-- Start EXERCISE DATA --

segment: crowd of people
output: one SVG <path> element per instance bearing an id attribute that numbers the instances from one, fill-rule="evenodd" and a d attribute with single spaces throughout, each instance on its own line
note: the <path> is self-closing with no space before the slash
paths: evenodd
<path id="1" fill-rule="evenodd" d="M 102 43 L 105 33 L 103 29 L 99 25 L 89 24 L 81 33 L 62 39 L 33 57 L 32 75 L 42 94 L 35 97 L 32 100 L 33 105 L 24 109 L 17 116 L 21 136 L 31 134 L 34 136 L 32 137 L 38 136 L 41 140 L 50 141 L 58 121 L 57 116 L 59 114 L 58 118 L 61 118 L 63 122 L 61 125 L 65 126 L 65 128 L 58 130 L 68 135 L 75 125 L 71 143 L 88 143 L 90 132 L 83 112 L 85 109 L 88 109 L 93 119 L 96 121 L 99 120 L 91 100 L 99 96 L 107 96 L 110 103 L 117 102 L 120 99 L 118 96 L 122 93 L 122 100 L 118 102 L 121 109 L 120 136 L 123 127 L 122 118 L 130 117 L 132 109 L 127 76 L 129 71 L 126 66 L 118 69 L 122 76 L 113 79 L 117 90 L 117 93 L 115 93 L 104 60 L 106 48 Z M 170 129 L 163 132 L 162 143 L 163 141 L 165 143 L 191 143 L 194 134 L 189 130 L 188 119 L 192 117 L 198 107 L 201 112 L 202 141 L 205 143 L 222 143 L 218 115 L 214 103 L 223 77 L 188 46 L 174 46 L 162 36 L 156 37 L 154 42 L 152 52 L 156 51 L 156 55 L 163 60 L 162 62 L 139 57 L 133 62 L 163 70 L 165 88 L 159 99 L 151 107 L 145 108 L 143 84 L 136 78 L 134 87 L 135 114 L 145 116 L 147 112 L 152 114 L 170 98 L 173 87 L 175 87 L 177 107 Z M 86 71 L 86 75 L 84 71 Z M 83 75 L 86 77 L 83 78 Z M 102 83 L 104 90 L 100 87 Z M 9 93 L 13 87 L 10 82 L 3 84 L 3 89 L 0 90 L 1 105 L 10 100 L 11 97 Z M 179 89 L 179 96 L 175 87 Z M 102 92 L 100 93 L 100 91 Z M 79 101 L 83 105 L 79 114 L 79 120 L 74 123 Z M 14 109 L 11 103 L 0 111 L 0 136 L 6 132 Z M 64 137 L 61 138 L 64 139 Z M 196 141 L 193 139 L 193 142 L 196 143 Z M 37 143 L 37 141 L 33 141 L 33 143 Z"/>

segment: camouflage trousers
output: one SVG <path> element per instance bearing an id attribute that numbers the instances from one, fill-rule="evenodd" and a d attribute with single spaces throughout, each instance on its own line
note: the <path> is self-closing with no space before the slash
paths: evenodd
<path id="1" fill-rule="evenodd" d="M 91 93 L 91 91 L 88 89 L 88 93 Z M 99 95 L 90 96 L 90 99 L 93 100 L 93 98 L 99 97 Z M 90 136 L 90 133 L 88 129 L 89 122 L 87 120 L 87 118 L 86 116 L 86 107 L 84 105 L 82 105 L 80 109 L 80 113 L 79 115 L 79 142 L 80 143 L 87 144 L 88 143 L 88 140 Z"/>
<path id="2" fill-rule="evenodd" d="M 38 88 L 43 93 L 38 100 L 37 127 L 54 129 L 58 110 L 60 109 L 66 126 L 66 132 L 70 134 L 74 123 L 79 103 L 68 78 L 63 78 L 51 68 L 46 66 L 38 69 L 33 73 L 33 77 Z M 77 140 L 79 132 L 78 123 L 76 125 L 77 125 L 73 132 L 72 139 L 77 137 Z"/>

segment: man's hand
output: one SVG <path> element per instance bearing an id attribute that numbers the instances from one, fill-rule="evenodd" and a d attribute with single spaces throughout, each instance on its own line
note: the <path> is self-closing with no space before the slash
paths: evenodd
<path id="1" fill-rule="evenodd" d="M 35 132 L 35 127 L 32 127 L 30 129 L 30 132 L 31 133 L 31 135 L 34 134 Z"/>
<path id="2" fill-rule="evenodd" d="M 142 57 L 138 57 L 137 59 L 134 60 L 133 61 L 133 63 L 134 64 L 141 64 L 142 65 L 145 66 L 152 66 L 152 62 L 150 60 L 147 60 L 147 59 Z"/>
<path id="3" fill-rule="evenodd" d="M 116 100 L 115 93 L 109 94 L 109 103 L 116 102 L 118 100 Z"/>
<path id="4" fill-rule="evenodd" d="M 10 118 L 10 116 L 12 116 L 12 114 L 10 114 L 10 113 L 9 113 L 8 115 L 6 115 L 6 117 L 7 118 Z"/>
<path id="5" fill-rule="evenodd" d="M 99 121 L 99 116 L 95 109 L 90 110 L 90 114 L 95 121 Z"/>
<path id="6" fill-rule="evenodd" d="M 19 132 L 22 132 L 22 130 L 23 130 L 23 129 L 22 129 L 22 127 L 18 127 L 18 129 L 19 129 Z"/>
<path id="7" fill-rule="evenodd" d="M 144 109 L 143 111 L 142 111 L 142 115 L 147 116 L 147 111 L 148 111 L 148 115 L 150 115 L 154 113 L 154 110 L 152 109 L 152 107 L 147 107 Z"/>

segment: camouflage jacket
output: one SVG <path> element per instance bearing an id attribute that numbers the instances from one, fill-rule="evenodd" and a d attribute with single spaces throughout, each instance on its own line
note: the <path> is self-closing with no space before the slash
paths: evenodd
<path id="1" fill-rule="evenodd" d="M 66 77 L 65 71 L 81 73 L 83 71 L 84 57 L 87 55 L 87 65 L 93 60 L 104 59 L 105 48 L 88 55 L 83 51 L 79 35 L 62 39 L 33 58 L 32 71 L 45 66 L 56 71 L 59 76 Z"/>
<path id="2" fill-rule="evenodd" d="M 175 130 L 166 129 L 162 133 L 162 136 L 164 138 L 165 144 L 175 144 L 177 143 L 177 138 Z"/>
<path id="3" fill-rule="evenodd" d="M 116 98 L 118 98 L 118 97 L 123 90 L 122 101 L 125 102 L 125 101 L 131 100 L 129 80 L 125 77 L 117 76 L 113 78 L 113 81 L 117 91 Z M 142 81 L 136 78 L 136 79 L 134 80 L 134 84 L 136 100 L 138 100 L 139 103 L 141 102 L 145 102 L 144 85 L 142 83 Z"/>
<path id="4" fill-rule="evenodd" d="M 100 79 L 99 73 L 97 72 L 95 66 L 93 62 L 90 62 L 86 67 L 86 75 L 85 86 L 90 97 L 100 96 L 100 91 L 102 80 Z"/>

-- End EXERCISE DATA --

→ **WRITTEN INSTRUCTION**
Please convert the listing above into a JSON list of strings, one string per line, leaving out the blank lines.

→ **COMPLETED TASK**
[
  "segment: crowd of people",
  "output: one SVG <path> element per instance bearing an id attribute that numbers the instances from one, fill-rule=\"evenodd\" and a d attribute with single spaces throughout, each instance on its own line",
  "note: the <path> is self-closing with no space before the slash",
  "paths: evenodd",
  "<path id=\"1\" fill-rule=\"evenodd\" d=\"M 102 43 L 105 33 L 103 29 L 99 25 L 89 24 L 81 33 L 62 39 L 33 57 L 32 75 L 42 94 L 35 97 L 32 100 L 33 105 L 24 109 L 17 116 L 21 136 L 31 134 L 34 136 L 32 137 L 38 136 L 41 140 L 50 141 L 58 121 L 57 116 L 59 114 L 58 118 L 61 118 L 63 122 L 61 125 L 65 126 L 65 128 L 58 130 L 68 135 L 75 125 L 71 143 L 88 143 L 90 132 L 83 112 L 85 109 L 88 109 L 93 119 L 96 121 L 99 120 L 91 100 L 99 96 L 107 96 L 110 103 L 117 102 L 120 99 L 118 96 L 122 93 L 122 100 L 118 102 L 121 109 L 120 136 L 123 127 L 122 118 L 130 117 L 132 109 L 127 76 L 129 71 L 126 66 L 118 69 L 122 76 L 113 79 L 117 90 L 117 93 L 115 93 L 104 60 L 106 48 Z M 170 129 L 163 132 L 162 143 L 163 141 L 165 143 L 191 143 L 194 134 L 189 130 L 188 119 L 192 117 L 198 107 L 201 112 L 202 141 L 205 143 L 222 143 L 218 115 L 214 103 L 223 77 L 188 46 L 174 46 L 162 36 L 156 37 L 154 42 L 152 52 L 156 51 L 156 55 L 163 60 L 162 62 L 139 57 L 133 62 L 163 70 L 165 88 L 159 99 L 151 107 L 145 108 L 143 84 L 136 78 L 134 87 L 135 114 L 145 116 L 147 112 L 152 114 L 170 98 L 173 87 L 175 87 L 177 107 Z M 86 71 L 86 75 L 84 71 Z M 83 75 L 86 77 L 83 78 Z M 102 83 L 104 90 L 100 87 Z M 9 93 L 13 87 L 10 82 L 3 84 L 3 89 L 0 90 L 1 105 L 10 100 L 11 97 Z M 179 89 L 179 96 L 175 87 Z M 102 92 L 100 93 L 100 91 Z M 79 101 L 83 105 L 79 114 L 79 120 L 74 123 Z M 14 109 L 11 103 L 0 111 L 0 136 L 6 132 Z M 64 137 L 61 138 L 64 139 Z M 196 141 L 193 139 L 193 142 L 196 143 Z M 37 143 L 37 141 L 33 141 L 33 143 Z\"/>",
  "segment: camouflage trousers",
  "output: one SVG <path> element per instance bearing an id attribute that numbers the instances from one, fill-rule=\"evenodd\" and a d attribute with single spaces throughout, each instance on its own line",
  "note: the <path> is self-closing with no space before the slash",
  "paths: evenodd",
  "<path id=\"1\" fill-rule=\"evenodd\" d=\"M 91 93 L 91 91 L 88 89 L 88 93 Z M 99 95 L 90 96 L 90 99 L 93 100 L 93 98 L 99 97 Z M 90 136 L 90 133 L 88 129 L 89 122 L 87 120 L 87 118 L 86 116 L 86 107 L 84 105 L 82 105 L 80 109 L 80 113 L 79 115 L 79 142 L 80 143 L 87 144 L 88 143 L 88 140 Z\"/>",
  "<path id=\"2\" fill-rule=\"evenodd\" d=\"M 38 88 L 43 93 L 38 100 L 37 127 L 54 129 L 58 110 L 60 109 L 66 126 L 66 132 L 70 134 L 74 123 L 79 103 L 68 78 L 63 78 L 51 68 L 46 66 L 38 69 L 33 73 L 33 77 Z M 77 140 L 79 132 L 78 123 L 76 125 L 77 125 L 73 132 L 72 139 L 77 137 Z\"/>",
  "segment: man's hand",
  "output: one SVG <path> element per instance bearing an id attribute that numbers the instances from one, fill-rule=\"evenodd\" and a d attribute with single spaces throughout, each instance on its own line",
  "note: the <path> is self-closing with no space before the slash",
  "paths: evenodd",
  "<path id=\"1\" fill-rule=\"evenodd\" d=\"M 35 132 L 35 127 L 32 127 L 30 129 L 30 132 L 31 133 L 31 135 L 34 134 Z\"/>",
  "<path id=\"2\" fill-rule=\"evenodd\" d=\"M 142 57 L 138 57 L 137 59 L 134 60 L 133 61 L 133 63 L 134 64 L 141 64 L 142 65 L 145 66 L 152 66 L 152 62 L 150 60 L 147 60 L 147 59 Z\"/>",
  "<path id=\"3\" fill-rule=\"evenodd\" d=\"M 116 100 L 115 93 L 109 94 L 109 103 L 116 102 L 118 100 Z\"/>",
  "<path id=\"4\" fill-rule=\"evenodd\" d=\"M 10 118 L 10 116 L 12 116 L 12 114 L 10 114 L 10 113 L 9 113 L 8 115 L 6 115 L 6 117 L 7 118 Z\"/>",
  "<path id=\"5\" fill-rule=\"evenodd\" d=\"M 99 121 L 99 116 L 95 109 L 90 110 L 90 114 L 95 121 Z\"/>",
  "<path id=\"6\" fill-rule=\"evenodd\" d=\"M 19 132 L 22 132 L 22 130 L 23 130 L 23 129 L 22 129 L 22 127 L 18 127 L 18 129 L 19 129 Z\"/>",
  "<path id=\"7\" fill-rule=\"evenodd\" d=\"M 144 109 L 143 111 L 142 111 L 142 115 L 147 116 L 147 111 L 148 111 L 148 115 L 150 115 L 154 113 L 154 110 L 152 109 L 152 107 L 147 107 Z\"/>",
  "segment: camouflage jacket",
  "output: one SVG <path> element per instance bearing an id attribute that numbers the instances from one, fill-rule=\"evenodd\" and a d attribute with single spaces throughout, each instance on its own line",
  "note: the <path> is self-closing with no space before the slash",
  "paths: evenodd",
  "<path id=\"1\" fill-rule=\"evenodd\" d=\"M 66 77 L 65 71 L 81 73 L 83 71 L 84 57 L 87 55 L 87 65 L 93 60 L 104 59 L 105 48 L 88 55 L 83 51 L 79 35 L 62 39 L 33 58 L 32 71 L 45 66 L 56 71 L 59 76 Z\"/>",
  "<path id=\"2\" fill-rule=\"evenodd\" d=\"M 175 130 L 166 129 L 162 133 L 162 136 L 164 138 L 165 144 L 175 144 L 177 143 L 177 138 Z\"/>",
  "<path id=\"3\" fill-rule=\"evenodd\" d=\"M 116 98 L 118 98 L 118 97 L 123 90 L 122 101 L 125 102 L 125 101 L 131 100 L 129 80 L 125 77 L 117 76 L 113 78 L 113 81 L 117 91 Z M 142 81 L 136 78 L 136 79 L 134 80 L 134 84 L 136 100 L 138 100 L 139 103 L 141 102 L 145 102 L 144 85 L 142 83 Z\"/>",
  "<path id=\"4\" fill-rule=\"evenodd\" d=\"M 100 79 L 99 73 L 97 72 L 95 66 L 93 62 L 90 62 L 86 67 L 86 75 L 85 86 L 90 97 L 100 96 L 100 91 L 102 80 Z\"/>"
]